*Job*.
Print every line of the listing below word for word, with nothing added or changed.
──────
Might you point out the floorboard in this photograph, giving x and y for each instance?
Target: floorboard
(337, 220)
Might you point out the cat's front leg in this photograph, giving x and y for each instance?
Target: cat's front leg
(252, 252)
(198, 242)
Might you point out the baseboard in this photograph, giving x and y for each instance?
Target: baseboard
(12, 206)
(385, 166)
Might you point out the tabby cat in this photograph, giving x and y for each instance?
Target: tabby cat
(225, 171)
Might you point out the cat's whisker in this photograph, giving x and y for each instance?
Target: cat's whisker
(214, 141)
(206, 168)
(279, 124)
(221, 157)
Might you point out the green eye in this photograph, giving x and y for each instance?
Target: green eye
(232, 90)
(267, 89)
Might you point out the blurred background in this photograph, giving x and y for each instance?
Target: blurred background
──────
*Exercise output*.
Might you point out the floorboard in this photograph, giving x and y for each instance?
Target: floorboard
(337, 220)
Might you point out the cat's front leg in this photograph, giving x and y for each instance?
Target: cat's front leg
(252, 252)
(198, 242)
Might you point out the baseboard in this photograph, giving x and y for each instance?
Target: baseboard
(12, 206)
(385, 166)
Might you point out the tabby cat in this photograph, giving x and y for each instance?
Target: tabby cat
(225, 171)
Might you point out the cat's whisker in this photograph, giving x and y for each instance?
Target: cat's whisker
(214, 141)
(206, 168)
(279, 124)
(221, 157)
Might you point out the green eye in this photograph, giving x and y for each instance?
Target: green eye
(232, 90)
(267, 89)
Might you point out the blurred background in this photograph, giving x and y for each instance?
Target: blurred background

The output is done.